**TASK TO CARRY OUT:**
The response should contain every entry, reproduced exactly.

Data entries
┌──
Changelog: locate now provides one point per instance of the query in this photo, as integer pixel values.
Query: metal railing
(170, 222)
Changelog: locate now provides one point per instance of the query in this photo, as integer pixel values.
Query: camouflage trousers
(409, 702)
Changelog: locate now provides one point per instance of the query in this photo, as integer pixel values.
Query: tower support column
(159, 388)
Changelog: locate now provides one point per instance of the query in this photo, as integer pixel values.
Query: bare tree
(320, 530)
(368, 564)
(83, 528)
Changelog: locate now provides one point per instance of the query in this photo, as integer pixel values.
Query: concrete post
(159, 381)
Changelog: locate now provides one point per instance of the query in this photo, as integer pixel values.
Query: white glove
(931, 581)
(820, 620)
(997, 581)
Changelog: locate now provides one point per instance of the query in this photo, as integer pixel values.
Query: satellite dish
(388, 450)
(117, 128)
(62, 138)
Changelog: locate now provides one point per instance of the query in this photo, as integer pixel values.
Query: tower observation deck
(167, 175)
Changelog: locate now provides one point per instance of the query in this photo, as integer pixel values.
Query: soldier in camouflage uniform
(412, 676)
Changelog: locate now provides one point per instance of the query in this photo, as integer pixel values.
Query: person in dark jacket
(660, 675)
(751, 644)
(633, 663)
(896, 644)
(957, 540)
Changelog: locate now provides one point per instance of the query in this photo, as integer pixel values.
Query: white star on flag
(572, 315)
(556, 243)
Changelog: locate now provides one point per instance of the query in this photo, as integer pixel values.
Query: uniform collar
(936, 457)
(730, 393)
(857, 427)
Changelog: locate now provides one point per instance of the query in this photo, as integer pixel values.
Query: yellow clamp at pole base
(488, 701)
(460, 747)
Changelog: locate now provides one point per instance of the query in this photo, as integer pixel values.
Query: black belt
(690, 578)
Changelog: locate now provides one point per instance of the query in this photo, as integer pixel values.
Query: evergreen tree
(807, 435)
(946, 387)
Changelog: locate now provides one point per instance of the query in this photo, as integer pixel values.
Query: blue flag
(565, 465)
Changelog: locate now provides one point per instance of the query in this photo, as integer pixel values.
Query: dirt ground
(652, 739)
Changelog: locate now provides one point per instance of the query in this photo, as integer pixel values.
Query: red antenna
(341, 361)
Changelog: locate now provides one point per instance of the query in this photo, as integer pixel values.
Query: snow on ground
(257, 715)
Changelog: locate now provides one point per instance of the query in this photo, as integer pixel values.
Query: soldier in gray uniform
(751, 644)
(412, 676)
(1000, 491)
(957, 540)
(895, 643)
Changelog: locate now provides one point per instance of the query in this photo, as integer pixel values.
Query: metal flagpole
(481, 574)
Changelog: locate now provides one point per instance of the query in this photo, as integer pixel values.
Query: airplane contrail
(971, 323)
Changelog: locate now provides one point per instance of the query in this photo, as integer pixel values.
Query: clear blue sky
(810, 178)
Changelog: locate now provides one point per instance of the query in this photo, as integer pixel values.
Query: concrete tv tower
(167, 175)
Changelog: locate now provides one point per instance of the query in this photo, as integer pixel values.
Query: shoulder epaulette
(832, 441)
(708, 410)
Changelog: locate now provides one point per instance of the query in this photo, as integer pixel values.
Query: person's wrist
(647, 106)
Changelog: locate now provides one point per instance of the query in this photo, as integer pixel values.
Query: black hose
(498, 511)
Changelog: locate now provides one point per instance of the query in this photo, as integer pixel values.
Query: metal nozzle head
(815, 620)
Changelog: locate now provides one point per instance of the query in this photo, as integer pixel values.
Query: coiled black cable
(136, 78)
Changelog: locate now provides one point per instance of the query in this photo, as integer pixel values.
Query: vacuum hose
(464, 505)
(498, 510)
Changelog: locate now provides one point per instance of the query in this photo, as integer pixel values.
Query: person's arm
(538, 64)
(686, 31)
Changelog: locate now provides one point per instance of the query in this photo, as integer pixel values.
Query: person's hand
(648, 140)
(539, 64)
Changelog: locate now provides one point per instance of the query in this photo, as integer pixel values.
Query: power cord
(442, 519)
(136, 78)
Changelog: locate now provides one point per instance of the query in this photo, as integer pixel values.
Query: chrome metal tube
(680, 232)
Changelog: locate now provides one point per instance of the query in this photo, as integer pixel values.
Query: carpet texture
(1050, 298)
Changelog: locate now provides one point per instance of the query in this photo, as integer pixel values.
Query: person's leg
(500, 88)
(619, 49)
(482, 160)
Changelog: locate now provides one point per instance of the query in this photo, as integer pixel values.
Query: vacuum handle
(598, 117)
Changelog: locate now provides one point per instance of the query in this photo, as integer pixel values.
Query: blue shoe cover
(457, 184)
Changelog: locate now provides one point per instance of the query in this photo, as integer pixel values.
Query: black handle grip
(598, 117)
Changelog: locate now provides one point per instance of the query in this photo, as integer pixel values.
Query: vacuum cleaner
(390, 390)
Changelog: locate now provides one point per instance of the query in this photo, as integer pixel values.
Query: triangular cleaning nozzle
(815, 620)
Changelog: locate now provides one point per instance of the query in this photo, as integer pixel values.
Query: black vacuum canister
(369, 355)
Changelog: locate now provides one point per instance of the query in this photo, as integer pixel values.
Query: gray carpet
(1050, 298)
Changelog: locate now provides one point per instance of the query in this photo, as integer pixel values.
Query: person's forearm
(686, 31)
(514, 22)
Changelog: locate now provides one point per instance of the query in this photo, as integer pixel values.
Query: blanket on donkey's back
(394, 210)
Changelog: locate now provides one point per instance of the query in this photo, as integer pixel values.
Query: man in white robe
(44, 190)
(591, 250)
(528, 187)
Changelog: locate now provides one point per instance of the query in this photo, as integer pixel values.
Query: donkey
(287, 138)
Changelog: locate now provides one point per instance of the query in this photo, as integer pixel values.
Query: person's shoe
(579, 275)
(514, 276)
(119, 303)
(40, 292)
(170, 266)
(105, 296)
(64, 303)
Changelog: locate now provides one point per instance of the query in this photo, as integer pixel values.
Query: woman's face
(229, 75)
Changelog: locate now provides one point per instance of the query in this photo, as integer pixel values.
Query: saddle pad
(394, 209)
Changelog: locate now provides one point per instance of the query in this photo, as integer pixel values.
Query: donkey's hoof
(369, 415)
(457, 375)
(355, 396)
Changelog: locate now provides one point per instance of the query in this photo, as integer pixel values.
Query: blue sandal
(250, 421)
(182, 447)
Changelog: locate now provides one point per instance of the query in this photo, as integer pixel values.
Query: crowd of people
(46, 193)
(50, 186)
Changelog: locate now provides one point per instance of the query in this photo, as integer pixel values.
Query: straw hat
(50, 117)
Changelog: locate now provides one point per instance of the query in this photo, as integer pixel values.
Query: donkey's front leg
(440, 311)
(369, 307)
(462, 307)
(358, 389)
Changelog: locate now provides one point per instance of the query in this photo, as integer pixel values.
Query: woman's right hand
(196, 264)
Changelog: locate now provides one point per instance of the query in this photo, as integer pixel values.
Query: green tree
└──
**RESULT OF THIS TASK:**
Changelog: locate now provides one point per instance of the query in this photo, as integer pixel values.
Query: metal railing
(170, 222)
Changelog: locate now provides one point per instance of the query in this photo, as integer pixel values.
Query: camouflage trousers
(409, 702)
Changelog: locate now provides one point per instance of the query in this photo, as integer pixel values.
Query: tower support column
(159, 388)
Changelog: locate now provides one point per instance of the query in this photo, as integer pixel values.
Query: bare tree
(320, 530)
(368, 564)
(83, 528)
Changelog: locate now provides one point per instance of the query in this photo, as integer pixel values.
Query: concrete post
(159, 381)
Changelog: locate now provides one point per instance of the query in this photo, as integer pixel values.
Query: white glove
(931, 581)
(820, 620)
(997, 581)
Changelog: locate now provides one point per instance of the query in this photo, as integer pixel values.
Query: satellite dish
(388, 450)
(117, 128)
(62, 138)
Changelog: locate now provides one point per instance of the query in this photo, as integer pixel values.
Query: tower observation deck
(167, 175)
Changelog: locate now provides one point per instance of the query in this photo, as integer pixel values.
Query: soldier in camouflage uniform
(412, 676)
Changelog: locate now provides one point per instance of the query in this photo, as integer pixel values.
Query: person in dark jacket
(660, 675)
(751, 644)
(633, 663)
(896, 644)
(957, 540)
Changelog: locate now provides one point per instance of the query in this photo, as integer pixel values.
Query: white star on flag
(572, 315)
(556, 243)
Changelog: locate now provides one point per instance of the query in this photo, as integer pixel values.
Query: uniform collar
(936, 457)
(730, 393)
(857, 427)
Changelog: locate now provides one point per instance of the query in this photo, as integer pixel values.
Query: yellow clamp at pole base
(488, 701)
(460, 747)
Changelog: locate now provides one point per instance of the query in this photo, as integer pixel values.
Query: black belt
(690, 578)
Changelog: locate now provides one point per instance of the query in this photo, as integer pixel values.
Query: evergreen tree
(807, 435)
(946, 387)
Changelog: locate now provides one point per instance of the query in this photo, as integer pixel values.
Query: blue flag
(565, 465)
Changelog: locate now provides one point per instance of the query in this photo, as integer pixel values.
Query: dirt ground
(652, 739)
Changelog: locate now provides one point per instance of the query in this photo, as integer pixel values.
Query: red antenna
(341, 361)
Changelog: locate now provides one point per instance of the query in this photo, as integer pixel values.
Query: snow on ground
(257, 715)
Changelog: locate now provides one point per instance of the query in this photo, as integer pixel values.
Query: soldier in gray uniform
(751, 644)
(412, 676)
(1000, 491)
(957, 540)
(895, 643)
Changelog: locate now provides one point per instance of the query in this photo, as integer pixel values.
Query: metal flagpole
(481, 574)
Changelog: locate now provides one point per instance of the query in this photo, as integer pixel values.
Query: airplane contrail
(971, 323)
Changelog: locate now provides one point per instance of the query in this photo, as integer pixel values.
Query: clear blue sky
(810, 178)
Changelog: locate now provides one point per instance of the query in this photo, as integer pixel values.
Query: concrete tv tower
(167, 175)
Changelog: locate now provides one point per instance of the query in this photo, as integer pixel values.
Query: shoulder epaulette
(832, 441)
(708, 410)
Changelog: locate now provides one point per instance of the query in this photo, as integer pixel values.
Query: person's wrist
(647, 106)
Changelog: locate now provides one point per instance of the query in this photo, as integer pixel values.
Query: black hose
(498, 511)
Changelog: locate now provides one point per instance of the query in this photo, as integer pixel values.
Query: metal nozzle head
(815, 620)
Changelog: locate now provides one point per instance of the query in this photo, as integer pixel values.
Query: coiled black cable
(136, 78)
Changelog: locate now provides one point per instance of the query in this photo, as integer pixel values.
Query: vacuum hose
(464, 505)
(498, 510)
Changelog: locate now provides one point per instance of the query in this photo, as integer pixel values.
Query: person's arm
(538, 64)
(686, 31)
Changelog: locate now provides one point per instance of the query in this photo, as integer pixel values.
Query: person's hand
(648, 140)
(539, 64)
Changelog: locate now provides one point per instance of the query in this photo, as integer pixel values.
Query: power cord
(442, 519)
(136, 78)
Changelog: locate now provides one point per instance of the query in this photo, as integer pixel values.
Query: chrome metal tube
(680, 232)
Changelog: locate now provides one point per instance of the query in this photo, as integer pixel values.
Query: carpet texture
(1050, 298)
Changelog: locate now provides one point per instance of the query in this photo, as integer pixel values.
Query: person's leg
(500, 88)
(619, 49)
(482, 160)
Changelog: locate now provides one point per instance of the query in this photo, as integer pixel values.
Query: vacuum handle
(598, 117)
Changelog: locate now provides one point per instance of the query in this photo, as integer pixel values.
Query: blue shoe cover
(457, 184)
Changelog: locate now provides one point per instance of the query in this photo, as integer pixel values.
Query: black handle grip
(598, 117)
Changelog: locate now provides one point per instance of the query in this photo, as integer pixel values.
Query: vacuum cleaner
(390, 390)
Changelog: locate now provides one point per instance of the query in this photo, as integer pixel values.
Query: triangular cleaning nozzle
(815, 620)
Changelog: locate now provides one point per instance of the query in this photo, as integer pixel values.
Query: black vacuum canister
(369, 355)
Changelog: locate now provides one point per instance of the query in this photo, as integer pixel values.
Query: gray carpet
(1050, 298)
Changelog: locate now provides one point per instance of the query in this photo, as integer pixel values.
Query: person's forearm
(686, 31)
(514, 22)
Changelog: locate now provides one point per instance of the query in this photo, as integer pixel values.
Query: blanket on donkey's back
(394, 210)
Changelog: locate now provides one point per instance of the query in this photo, as integer pixel values.
Query: man in white robe
(44, 190)
(591, 250)
(528, 187)
Changelog: locate now provides one point per instance of the query in this photo, as integer pixel values.
Query: donkey
(287, 138)
Changelog: locate now provides one point per instance of the query in this photo, as integer pixel values.
Query: person's shoe
(579, 275)
(514, 276)
(119, 303)
(40, 292)
(170, 266)
(105, 296)
(64, 303)
Changelog: locate now provides one point per instance of the query in this photo, as integer pixel values.
Query: woman's face
(229, 75)
Changelog: locate now provides one point per instance of the query in this photo, as integer pixel values.
Query: saddle pad
(394, 209)
Changelog: locate now provides one point per instance of the query in this photo, as integer pixel values.
Query: donkey's hoof
(369, 415)
(457, 375)
(355, 396)
Changelog: locate now provides one point per instance of the query in this photo, as integer pixel values.
Query: blue sandal
(250, 421)
(182, 447)
Changelog: locate now provides one point per instance of the query in this photo, as integer pixel values.
Query: crowd of people
(46, 193)
(50, 186)
Changelog: locate now provides one point per instance of the query in this photo, as integer pixel values.
Query: straw hat
(50, 117)
Changelog: locate now provides one point per instance of the query in this photo, as integer pixel values.
Query: donkey's front leg
(440, 311)
(369, 307)
(462, 307)
(358, 389)
Changelog: locate now provides one point per instance of the query in this photo, as integer pixel values.
Query: woman's right hand
(196, 264)
Changelog: locate now provides one point per instance of the query in this photo, as integer pixel values.
Query: green tree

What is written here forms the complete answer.